Write out nothing but the lines from the first line of the entries below through the line with "Target: sheep's curved horn"; no pictures go in.
- Opening Delimiter -
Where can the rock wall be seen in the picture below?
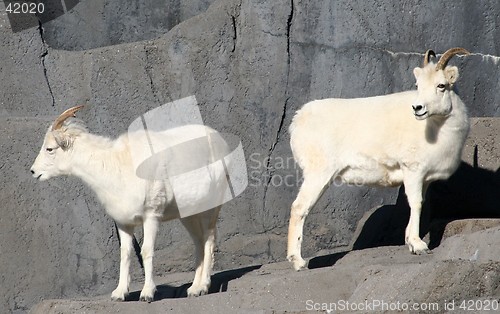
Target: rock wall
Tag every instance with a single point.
(250, 64)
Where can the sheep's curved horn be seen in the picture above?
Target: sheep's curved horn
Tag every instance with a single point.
(65, 115)
(447, 56)
(428, 54)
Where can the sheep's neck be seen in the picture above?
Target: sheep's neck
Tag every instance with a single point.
(96, 162)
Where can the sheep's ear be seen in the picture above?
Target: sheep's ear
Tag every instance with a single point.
(451, 74)
(62, 139)
(417, 71)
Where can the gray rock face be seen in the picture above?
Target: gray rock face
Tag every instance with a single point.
(251, 65)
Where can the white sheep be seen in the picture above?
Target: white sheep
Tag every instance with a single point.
(380, 141)
(107, 167)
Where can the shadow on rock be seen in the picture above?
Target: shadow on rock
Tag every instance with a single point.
(219, 284)
(471, 192)
(325, 260)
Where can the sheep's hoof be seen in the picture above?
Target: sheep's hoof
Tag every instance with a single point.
(419, 247)
(117, 299)
(196, 292)
(422, 252)
(298, 262)
(118, 295)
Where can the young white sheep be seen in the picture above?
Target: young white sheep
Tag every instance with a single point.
(380, 141)
(107, 167)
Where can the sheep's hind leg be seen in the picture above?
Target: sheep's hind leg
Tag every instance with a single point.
(415, 193)
(193, 226)
(313, 186)
(121, 291)
(150, 227)
(209, 236)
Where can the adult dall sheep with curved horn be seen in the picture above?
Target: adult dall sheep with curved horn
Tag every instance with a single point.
(410, 138)
(107, 167)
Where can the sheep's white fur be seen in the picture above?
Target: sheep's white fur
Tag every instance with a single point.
(379, 141)
(107, 167)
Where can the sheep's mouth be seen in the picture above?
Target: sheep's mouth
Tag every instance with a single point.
(420, 116)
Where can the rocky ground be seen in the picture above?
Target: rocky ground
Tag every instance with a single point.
(461, 275)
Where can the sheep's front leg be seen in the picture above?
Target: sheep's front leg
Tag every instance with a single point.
(310, 191)
(415, 193)
(147, 252)
(198, 225)
(126, 235)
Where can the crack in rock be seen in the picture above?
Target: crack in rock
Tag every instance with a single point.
(285, 106)
(42, 60)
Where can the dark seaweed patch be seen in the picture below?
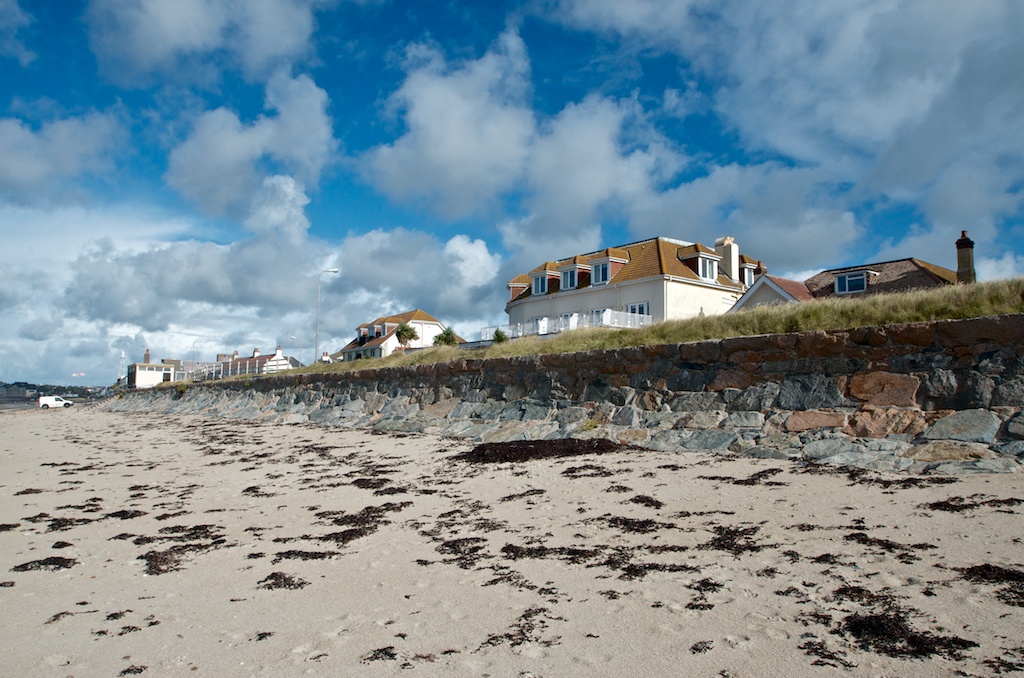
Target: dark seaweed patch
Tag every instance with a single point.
(961, 504)
(282, 581)
(381, 654)
(53, 563)
(889, 633)
(126, 514)
(649, 502)
(302, 555)
(529, 493)
(734, 540)
(521, 451)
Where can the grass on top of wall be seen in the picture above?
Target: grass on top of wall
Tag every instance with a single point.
(949, 302)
- Closing Delimiter -
=== WRITTEN SOLUTION ===
Where can the rock wall be seen in the picture below?
Target: rock wall
Tag every instance with a single point.
(250, 64)
Where can the sheep's curved horn be seen in the picture above?
Target: sheep's curved horn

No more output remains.